Annona moaensis is a species of plant in the family Annonaceae. It is endemic to Cuba. Frère León and Henri Alain Liogier, the botanists who first formally described the species, named it after Moa, Cuba where the specimen they observed was collected.

Description
It is a bush reaching 2–3 meters in height.  Its branches have white lenticels.  Its leaves are 5-9 by 1-2 centimeters and come to tapering point.  The upper surface of the leaves are glossy, the undersides are lightly covered in wooly hairs.  The leaves have 18-20 secondary veins emanating from its midrib.  Its petioles are 3-6 millimeters long, covered in rust-colored wooly hairs and have a groove on their upper surface. Its flowers are on 1-1.5 centimeter long, black peduncles that are covered in white wooly hairs.  The peduncles have a triangular bract about a third of the way up their length.  The bract is covered with rust-colored wooly hairs. Its calyx has triangular lobes.  It has 3 petals that touch, but are not fused, at their margins.  The petals are 20-25 by 3 millimeters and a bit wider at their base.  The petals reddish on their outer surface and have wooly hairs on both surfaces.  Its round fruit are 2 by 2 centimeters, with a surface covered in small warty projections and gray wooly hairs.
■ ■ ■
- WORK REQUEST: From the Annona moaensis text, copy the passage starting at "Annona moaensis is" and ending at "observed was collected.". The items below originate from a separate source and are unrelated to the Annona moaensis text.

(Natural-language object grounding data)
■ ■ ■
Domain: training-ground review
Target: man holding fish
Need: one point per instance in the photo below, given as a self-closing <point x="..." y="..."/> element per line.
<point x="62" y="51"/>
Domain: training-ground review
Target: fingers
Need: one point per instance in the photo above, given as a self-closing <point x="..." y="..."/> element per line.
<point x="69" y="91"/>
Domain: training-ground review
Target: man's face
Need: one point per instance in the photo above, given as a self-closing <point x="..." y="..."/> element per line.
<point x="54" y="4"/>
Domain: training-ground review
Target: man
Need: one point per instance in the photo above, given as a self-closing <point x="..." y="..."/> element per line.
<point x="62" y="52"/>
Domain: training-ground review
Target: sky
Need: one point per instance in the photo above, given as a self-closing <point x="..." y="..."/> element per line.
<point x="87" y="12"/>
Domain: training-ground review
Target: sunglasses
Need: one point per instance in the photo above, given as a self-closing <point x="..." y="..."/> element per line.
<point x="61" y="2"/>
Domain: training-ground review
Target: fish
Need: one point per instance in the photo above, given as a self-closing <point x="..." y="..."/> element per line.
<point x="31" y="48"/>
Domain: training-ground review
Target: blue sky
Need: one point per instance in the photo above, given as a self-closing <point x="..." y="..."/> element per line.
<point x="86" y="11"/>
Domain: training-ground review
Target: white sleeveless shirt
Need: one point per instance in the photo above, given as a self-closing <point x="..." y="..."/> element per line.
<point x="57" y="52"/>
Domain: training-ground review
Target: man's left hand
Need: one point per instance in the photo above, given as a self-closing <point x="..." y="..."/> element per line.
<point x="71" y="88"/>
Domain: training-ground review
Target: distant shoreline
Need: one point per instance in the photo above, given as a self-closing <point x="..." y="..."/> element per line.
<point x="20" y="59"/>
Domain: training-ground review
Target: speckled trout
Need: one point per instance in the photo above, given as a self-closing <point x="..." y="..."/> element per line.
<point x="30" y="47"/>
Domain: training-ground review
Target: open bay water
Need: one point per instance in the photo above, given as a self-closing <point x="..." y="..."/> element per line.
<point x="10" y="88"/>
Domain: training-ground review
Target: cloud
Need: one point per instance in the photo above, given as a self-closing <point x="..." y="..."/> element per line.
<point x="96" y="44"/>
■ ■ ■
- RESPONSE TO THIS TASK:
Annona moaensis is a species of plant in the family Annonaceae. It is endemic to Cuba. Frère León and Henri Alain Liogier, the botanists who first formally described the species, named it after Moa, Cuba where the specimen they observed was collected.